Work item:
Filter the records down to the lines that hold the word "positive", and copy each of those lines.

Stored data entries:
╔══

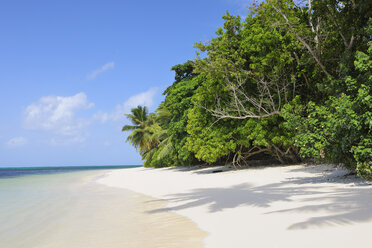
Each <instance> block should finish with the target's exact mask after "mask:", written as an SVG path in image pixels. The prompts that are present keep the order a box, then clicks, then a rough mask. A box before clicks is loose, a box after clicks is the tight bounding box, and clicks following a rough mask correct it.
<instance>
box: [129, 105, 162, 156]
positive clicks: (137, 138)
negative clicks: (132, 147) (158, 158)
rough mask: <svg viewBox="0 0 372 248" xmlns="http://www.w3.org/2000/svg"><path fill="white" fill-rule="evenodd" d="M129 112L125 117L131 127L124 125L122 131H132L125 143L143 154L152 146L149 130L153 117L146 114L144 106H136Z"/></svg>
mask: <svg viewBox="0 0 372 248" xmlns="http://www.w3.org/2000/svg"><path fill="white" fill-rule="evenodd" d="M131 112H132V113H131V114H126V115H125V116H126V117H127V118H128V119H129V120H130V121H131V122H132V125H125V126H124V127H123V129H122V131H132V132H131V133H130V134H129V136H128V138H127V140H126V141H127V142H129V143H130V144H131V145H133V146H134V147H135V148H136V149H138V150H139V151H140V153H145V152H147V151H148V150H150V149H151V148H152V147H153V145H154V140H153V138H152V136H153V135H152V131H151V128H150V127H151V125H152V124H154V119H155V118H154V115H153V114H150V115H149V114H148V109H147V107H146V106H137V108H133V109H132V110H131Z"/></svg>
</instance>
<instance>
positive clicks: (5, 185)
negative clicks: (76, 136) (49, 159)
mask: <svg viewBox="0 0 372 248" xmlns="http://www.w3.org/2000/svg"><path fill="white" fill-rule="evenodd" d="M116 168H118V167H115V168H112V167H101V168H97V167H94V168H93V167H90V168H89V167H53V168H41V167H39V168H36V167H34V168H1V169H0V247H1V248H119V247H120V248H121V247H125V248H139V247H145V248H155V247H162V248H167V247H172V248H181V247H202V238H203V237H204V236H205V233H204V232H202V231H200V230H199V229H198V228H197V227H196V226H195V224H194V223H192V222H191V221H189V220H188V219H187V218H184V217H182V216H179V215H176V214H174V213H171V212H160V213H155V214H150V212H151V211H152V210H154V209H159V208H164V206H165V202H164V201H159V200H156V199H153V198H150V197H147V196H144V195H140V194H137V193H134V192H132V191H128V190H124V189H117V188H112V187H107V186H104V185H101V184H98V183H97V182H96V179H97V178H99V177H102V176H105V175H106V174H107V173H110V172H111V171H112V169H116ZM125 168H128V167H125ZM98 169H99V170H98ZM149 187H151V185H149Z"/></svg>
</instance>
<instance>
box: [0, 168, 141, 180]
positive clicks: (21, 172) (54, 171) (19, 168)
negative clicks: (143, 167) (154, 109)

╚══

Task response:
positive clicks: (137, 138)
positive clicks: (5, 185)
positive clicks: (21, 172) (54, 171) (19, 168)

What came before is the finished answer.